**** TE LEZEN TEKST

In 1781 - de Republiek was in oorlog met de Engelsen, vanwege wapensmokkel naar de opstandige Verenigde Staten - kwam er steeds meer kritiek op het functioneren van Willem V en op de hertog van Brunswijk. Het pamflet “Aan het Volk van Nederland” waarin een aantal zaken op een rijtje waren gezet vond gretig aftrek. Willem V werd beschuldigd van heulen met de vijand: zijn oom George III, de koning van Engeland. In Overijssel had baron Joan Derk van der Capellen tot den Pol, de schrijver van het pamflet, zich uitgesproken voor steun aan de opstandige Verenigde Staten en voor versterking van de verwaarloosde vloot.

Workum1787b

Artikel uit het stadsregeringsreglement van Workum, dd. 1 juni 1787

Van der Capellen tot den Pol was in 1778 als afgevaardigde uit de Provinciale Staten gezet, maar wist eind 1782 opnieuw een zetel te behalen. Tot zijn dood inspireerde de republikein Van der Capellen tot den Pol de patriotten. De Vierde Engels-Nederlandse Oorlog was desastreus verlopen, op de Slag bij de Doggersbank na, en al in 1783 is een wapenstilstand gesloten. Toen in 1784 bekend werd dat Lodewijk Ernst van Brunswijk-Lüneburg-Bevern de stadhouder in het geheim adviseerde, (Die afspraak was in het jaar 1766 gemaakt, omdat Willem V het te moeilijk vond om alleen te regeren) is die zaak door de patriotten in pamfletten uitgebuit. De hertog werd het land uitgezet, niet alleen vanwege zijn familiebanden met de keizer van Oostenrijk. De in het slop geraakte economie werd bedreigd toen Jozef II, en heer van de Zuidelijke Nederlanden, opening van de Schelde eistte. De Keteloorlog die daarop volgde was aanleiding voor de patriotten tot het oprichten van nog meer exercitiegenootschappen.

********
**** AANGELEVERDE GEGEVENS

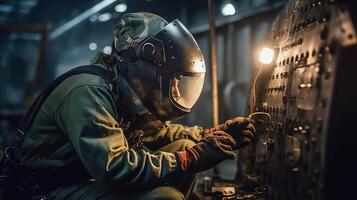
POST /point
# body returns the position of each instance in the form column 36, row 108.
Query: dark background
column 31, row 53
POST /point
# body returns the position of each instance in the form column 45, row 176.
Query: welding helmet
column 166, row 69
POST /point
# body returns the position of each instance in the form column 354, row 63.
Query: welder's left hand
column 240, row 128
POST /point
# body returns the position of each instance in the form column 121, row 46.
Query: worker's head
column 161, row 62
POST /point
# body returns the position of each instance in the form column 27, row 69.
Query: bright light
column 228, row 9
column 266, row 56
column 105, row 17
column 120, row 8
column 93, row 46
column 93, row 18
column 107, row 50
column 199, row 64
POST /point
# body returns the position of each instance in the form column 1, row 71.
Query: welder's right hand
column 240, row 128
column 209, row 152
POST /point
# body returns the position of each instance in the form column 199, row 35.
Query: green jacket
column 77, row 127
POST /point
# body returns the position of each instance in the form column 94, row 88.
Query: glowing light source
column 266, row 56
column 93, row 46
column 228, row 9
column 198, row 64
column 104, row 17
column 120, row 8
column 107, row 50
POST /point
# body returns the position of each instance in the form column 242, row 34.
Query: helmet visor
column 186, row 89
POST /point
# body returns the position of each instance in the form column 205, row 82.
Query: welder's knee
column 163, row 193
column 178, row 145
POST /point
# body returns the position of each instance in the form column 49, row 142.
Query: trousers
column 91, row 190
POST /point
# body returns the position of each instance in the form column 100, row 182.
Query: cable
column 261, row 113
column 253, row 100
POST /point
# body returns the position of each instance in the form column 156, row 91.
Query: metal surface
column 213, row 62
column 308, row 92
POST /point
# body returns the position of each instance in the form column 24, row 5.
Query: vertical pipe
column 213, row 61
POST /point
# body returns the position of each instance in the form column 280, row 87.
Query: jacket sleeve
column 87, row 117
column 171, row 132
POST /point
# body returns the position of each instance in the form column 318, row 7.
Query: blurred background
column 42, row 39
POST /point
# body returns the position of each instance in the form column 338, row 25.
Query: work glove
column 240, row 128
column 207, row 153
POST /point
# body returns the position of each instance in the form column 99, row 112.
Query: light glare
column 107, row 50
column 266, row 55
column 228, row 9
column 105, row 17
column 120, row 8
column 93, row 46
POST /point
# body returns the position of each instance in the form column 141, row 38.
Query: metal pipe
column 213, row 62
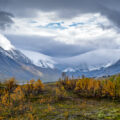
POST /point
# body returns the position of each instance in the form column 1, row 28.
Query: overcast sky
column 61, row 28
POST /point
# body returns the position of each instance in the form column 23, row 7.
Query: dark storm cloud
column 5, row 19
column 47, row 46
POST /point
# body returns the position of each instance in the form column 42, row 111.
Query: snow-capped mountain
column 14, row 63
column 40, row 59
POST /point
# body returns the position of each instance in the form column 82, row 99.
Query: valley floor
column 44, row 107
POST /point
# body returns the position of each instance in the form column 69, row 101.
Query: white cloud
column 5, row 43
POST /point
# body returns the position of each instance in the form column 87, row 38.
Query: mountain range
column 25, row 65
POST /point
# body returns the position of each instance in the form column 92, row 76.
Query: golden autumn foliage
column 14, row 96
column 91, row 87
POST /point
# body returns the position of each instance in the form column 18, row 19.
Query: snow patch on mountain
column 5, row 43
column 40, row 59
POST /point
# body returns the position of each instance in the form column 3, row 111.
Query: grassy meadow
column 67, row 99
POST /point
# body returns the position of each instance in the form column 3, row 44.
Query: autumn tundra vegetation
column 67, row 99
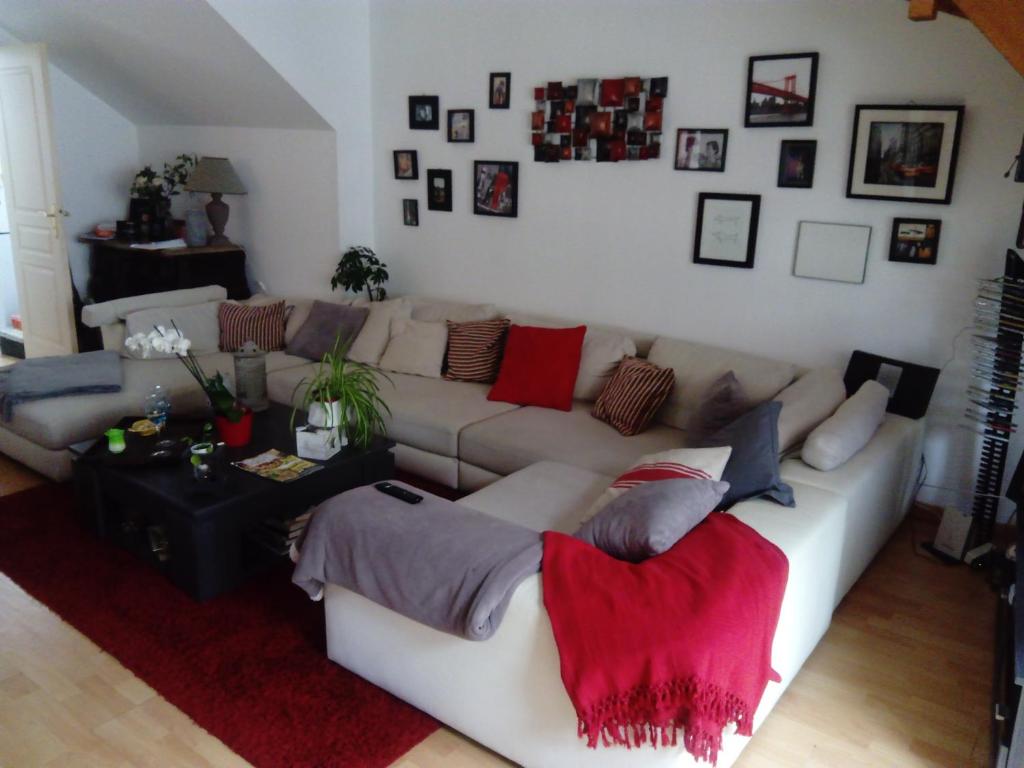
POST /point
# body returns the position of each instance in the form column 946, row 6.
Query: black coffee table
column 201, row 534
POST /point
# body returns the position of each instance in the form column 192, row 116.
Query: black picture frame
column 908, row 248
column 701, row 137
column 492, row 195
column 438, row 195
column 706, row 200
column 756, row 116
column 500, row 90
column 871, row 177
column 411, row 212
column 414, row 170
column 424, row 113
column 796, row 163
column 465, row 139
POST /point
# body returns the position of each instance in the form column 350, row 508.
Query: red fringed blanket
column 682, row 641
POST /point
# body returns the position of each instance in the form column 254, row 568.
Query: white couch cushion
column 509, row 442
column 698, row 366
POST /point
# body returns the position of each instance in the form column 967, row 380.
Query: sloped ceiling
column 161, row 61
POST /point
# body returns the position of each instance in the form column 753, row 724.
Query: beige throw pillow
column 416, row 347
column 373, row 339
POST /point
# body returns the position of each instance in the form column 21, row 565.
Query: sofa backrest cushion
column 807, row 402
column 373, row 339
column 540, row 367
column 197, row 323
column 416, row 347
column 698, row 366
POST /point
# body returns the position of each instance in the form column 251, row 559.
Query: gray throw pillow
column 753, row 468
column 326, row 324
column 648, row 519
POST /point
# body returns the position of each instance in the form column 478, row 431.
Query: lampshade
column 215, row 175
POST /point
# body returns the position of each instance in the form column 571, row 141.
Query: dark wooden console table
column 117, row 269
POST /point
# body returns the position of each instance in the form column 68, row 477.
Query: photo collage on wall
column 599, row 120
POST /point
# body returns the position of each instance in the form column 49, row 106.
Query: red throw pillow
column 540, row 367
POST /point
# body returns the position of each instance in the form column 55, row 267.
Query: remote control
column 400, row 494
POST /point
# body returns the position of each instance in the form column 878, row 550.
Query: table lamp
column 216, row 176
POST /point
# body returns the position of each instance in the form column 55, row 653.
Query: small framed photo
column 796, row 163
column 438, row 189
column 496, row 187
column 501, row 86
column 411, row 212
column 461, row 126
column 404, row 164
column 904, row 153
column 780, row 90
column 727, row 229
column 423, row 113
column 700, row 148
column 914, row 241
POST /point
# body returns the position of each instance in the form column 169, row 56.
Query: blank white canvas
column 837, row 252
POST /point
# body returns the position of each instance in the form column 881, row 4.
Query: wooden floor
column 900, row 680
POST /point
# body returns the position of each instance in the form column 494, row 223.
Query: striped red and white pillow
column 634, row 394
column 696, row 464
column 263, row 325
column 474, row 349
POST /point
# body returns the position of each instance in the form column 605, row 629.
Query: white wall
column 613, row 242
column 288, row 222
column 322, row 49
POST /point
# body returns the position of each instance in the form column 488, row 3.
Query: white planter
column 325, row 415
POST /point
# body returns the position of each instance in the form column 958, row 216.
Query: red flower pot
column 236, row 434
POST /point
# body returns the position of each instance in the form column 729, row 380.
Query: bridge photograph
column 780, row 90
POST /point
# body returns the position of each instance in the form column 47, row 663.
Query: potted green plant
column 345, row 395
column 358, row 270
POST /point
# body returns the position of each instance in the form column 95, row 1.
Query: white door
column 29, row 162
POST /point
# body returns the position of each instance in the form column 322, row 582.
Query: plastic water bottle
column 158, row 407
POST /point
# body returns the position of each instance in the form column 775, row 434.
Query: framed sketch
column 904, row 153
column 836, row 252
column 914, row 241
column 796, row 163
column 700, row 148
column 727, row 229
column 423, row 113
column 411, row 212
column 780, row 90
column 406, row 166
column 501, row 87
column 438, row 189
column 461, row 126
column 496, row 188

********

> _DOELEN_:
1. In welk jaar werd Van der Capellen tot den Pol volgens de te lezen tekst als afgevaardigde uit de Provinciale Staten gezet?
2. Herhaal de regels uit de lijst, beginnend bij het begin van de lijst en eindigend bij de regel met "column 186, row 89", beide inbegrepen. Laat de afbeeldingen daarbij weg.
De tekst en de lijst zijn afkomstig uit verschillende bronnen.

> _OPLOSSINGEN HIERONDER_:
1. In 1778.

2.
POST /point
# body returns the position of each instance in the form column 36, row 108.
Query: dark background
column 31, row 53
POST /point
# body returns the position of each instance in the form column 45, row 176.
Query: welding helmet
column 166, row 69
POST /point
# body returns the position of each instance in the form column 354, row 63.
Query: welder's left hand
column 240, row 128
POST /point
# body returns the position of each instance in the form column 121, row 46.
Query: worker's head
column 161, row 62
POST /point
# body returns the position of each instance in the form column 27, row 69.
Query: bright light
column 228, row 9
column 266, row 56
column 105, row 17
column 120, row 8
column 93, row 46
column 93, row 18
column 107, row 50
column 199, row 64
POST /point
# body returns the position of each instance in the form column 1, row 71.
Query: welder's right hand
column 240, row 128
column 209, row 152
POST /point
# body returns the position of each instance in the form column 199, row 35.
Query: green jacket
column 77, row 127
POST /point
# body returns the position of each instance in the form column 94, row 88.
Query: glowing light source
column 266, row 56
column 93, row 46
column 228, row 9
column 198, row 64
column 104, row 17
column 120, row 8
column 107, row 50
POST /point
# body returns the position of each instance in the form column 242, row 34.
Query: helmet visor
column 186, row 89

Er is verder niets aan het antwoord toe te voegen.